Extract —
☆ ☆ ☆ ☆ ☆ ☆ ☆
April 17, 2014, by International students
A mature international student’s experience at Nottingham
This blog post by Felix Abrahams Obi, a recent Nottingham graduate, is adapted from an article in Africa Health, Volume 36, Number 3 (March 2014), entitled “Studying abroad: a mature student’s experience”.
A rare opportunity came my way in April 2012 when a representative of The University of Nottingham visited Nigeria to hold counselling sections with prospective students interested in postgraduate studies in the UK. Although my initial focus was on doing a PhD, I decided to apply for an MSc degree in Psychology and Health so I could study how social and behavioural factors impact on health at individual and society level.
The university representative had encouraged me to also apply for the Developing Solutions Scholarship. My excitement hit an all-time high when in June 2012 I was offered the scholarship which covered 100% of the tuition fees. All I needed was to secure funds to cover my living costs, and that wasn’t going to be a major constraint as I had some personal savings.
When starting my studies at Nottingham, I would later realise to my shock that most of the courses were to be assessed through coursework essays, and not written examinations as in Nigerian universities. Most international students from Africa for the first time in their life had to do assignments that required them to research and critically review journal articles and papers as part of the essay writing. Irrespective of the discipline (science, engineering, medicine, law, etc), all the students are required to apply critical thinking to all their coursework essays and assignments. Thankfully I took advantage of the resources available at Nottingham’s Centre for English Learning and Education (CELE) which ran courses on various aspects of academic writing throughout the academic year, and I found them very useful.
While the academic life was far more exciting than I ever imagined, the university environment also offered a bouquet of socially enriching experiences owing to the prevailing multicultural and international atmosphere. Students are spoilt for choice as to which of countless societies to join which are managed by the Students’ Union. Due to my interest in creative writing, I joined the Creative Writing Society. I also attended some interesting social events organised by other societies, through which I met students from other departments and cultures. A UK charity called Friends International held regular events and excursions though which international students met and interacted more with English families and visited historical sights. I felt privileged when an English family invited and hosted me as their guest during Christmas at a small English village over the winter.
☆ ☆ ☆ ☆ ☆ ☆ ☆
What this exercise asks —
A - In the blog post about a mature international student's experience at Nottingham, what portion of the tuition fees did the Developing Solutions Scholarship cover?
B - Write the next part of the blog post about a mature international student's experience at Nottingham, picking up after its final sentence.

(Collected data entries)
☆ ☆ ☆ ☆ ☆ ☆ ☆
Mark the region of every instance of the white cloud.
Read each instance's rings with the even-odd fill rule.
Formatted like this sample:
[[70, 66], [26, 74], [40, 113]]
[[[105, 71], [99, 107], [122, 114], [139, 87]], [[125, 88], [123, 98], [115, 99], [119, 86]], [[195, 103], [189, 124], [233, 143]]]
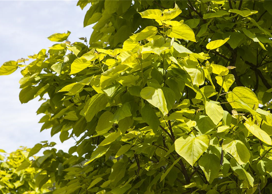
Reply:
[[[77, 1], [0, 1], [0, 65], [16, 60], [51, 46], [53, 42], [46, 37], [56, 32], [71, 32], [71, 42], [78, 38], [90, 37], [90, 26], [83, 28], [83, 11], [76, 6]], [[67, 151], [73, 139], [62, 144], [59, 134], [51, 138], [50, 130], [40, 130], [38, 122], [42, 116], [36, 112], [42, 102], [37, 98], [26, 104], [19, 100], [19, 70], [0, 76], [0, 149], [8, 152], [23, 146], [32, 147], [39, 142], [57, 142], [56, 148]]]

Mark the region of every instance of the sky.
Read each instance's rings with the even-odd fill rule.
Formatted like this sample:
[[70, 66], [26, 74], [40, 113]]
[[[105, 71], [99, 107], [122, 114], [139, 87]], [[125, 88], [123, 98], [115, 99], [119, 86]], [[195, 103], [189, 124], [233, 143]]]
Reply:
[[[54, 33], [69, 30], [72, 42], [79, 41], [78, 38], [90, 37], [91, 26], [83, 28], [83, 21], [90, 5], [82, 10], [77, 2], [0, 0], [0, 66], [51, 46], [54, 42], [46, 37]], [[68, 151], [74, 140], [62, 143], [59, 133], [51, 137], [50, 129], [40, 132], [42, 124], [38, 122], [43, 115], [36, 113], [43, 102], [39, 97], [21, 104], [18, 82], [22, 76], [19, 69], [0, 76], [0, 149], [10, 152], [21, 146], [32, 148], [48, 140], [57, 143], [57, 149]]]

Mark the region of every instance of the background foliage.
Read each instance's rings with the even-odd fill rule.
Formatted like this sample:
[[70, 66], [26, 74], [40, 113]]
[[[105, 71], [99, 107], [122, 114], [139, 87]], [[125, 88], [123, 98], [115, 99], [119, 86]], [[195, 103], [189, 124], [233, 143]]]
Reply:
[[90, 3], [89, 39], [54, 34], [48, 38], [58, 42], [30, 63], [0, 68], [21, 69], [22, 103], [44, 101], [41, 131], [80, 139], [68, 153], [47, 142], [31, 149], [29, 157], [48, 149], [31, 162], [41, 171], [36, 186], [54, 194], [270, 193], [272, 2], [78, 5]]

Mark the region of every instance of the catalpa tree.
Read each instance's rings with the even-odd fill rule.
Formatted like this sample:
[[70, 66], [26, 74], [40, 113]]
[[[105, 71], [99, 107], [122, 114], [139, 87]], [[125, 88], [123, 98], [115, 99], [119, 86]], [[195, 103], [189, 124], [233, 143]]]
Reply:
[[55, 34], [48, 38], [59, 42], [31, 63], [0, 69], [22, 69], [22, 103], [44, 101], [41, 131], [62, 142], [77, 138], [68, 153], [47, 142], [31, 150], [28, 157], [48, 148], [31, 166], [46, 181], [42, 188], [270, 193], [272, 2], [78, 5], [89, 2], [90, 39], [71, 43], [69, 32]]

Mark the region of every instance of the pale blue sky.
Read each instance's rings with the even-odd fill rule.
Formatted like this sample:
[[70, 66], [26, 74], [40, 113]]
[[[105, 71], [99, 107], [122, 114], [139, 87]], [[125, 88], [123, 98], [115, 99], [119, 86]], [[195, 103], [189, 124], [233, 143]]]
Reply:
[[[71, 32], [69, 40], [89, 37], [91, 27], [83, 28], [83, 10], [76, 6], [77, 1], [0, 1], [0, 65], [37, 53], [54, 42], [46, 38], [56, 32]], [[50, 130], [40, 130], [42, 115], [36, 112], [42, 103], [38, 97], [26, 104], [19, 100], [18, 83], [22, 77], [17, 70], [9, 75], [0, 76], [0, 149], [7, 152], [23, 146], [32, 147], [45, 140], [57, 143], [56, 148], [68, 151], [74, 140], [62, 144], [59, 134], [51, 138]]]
☆ ☆ ☆ ☆ ☆ ☆ ☆
Answer set —
A - It covered 100% of the tuition fees.

B -
While studying in UK for a postgraduate degree can be quite demanding and utterly stressful, the reward comes with the assurance of earning a certificate that potentially gives you a leverage in your career when you return home. Graduates from the UK and other top international universities appear to exude a certain sense of confidence and pride in their degrees, and this joy and pride is palpable during the colourful graduation ceremonies, when students are awarded their hard-earned degrees to the delight of their families and friends.
I recall the night before I left Nottingham for London when some friends had come to say cheerio and give me goodbye hugs. I never realised how emotional it would be to leave a place I had called home for a year. I was going to miss the numerous friends from England, Scotland, Ireland, Greece, Poland, United States, Canada, Brazil, Ecuador, Barbados, Trinidad and Tobago, Venezuela, France, Italy, Cyprus, India , China, Korea, Tunisia, Egypt, Sudan, Uganda, Kenya, Ghana, Nigeria, and several other counties I had made within the short time.
I was sure going to miss my dedicated tutors and professors, and the lush green and ambient university environment where I studied for a year. I nostalgically reminisced over the amazingly splendid experience I had in the UK, and I recalled how it began with the submission of an online application, and then the scholarship. I must admit that studying in UK is one hell of an experience I would treasure for a lifetime. I still have my eyes on doing my PhD, and it will likely be the UK again!
Felix Abrahams Obi is a Nigerian physiotherapist and public health professional who studied MSc Psychology and Health at The University of Nottingham during 2012-13.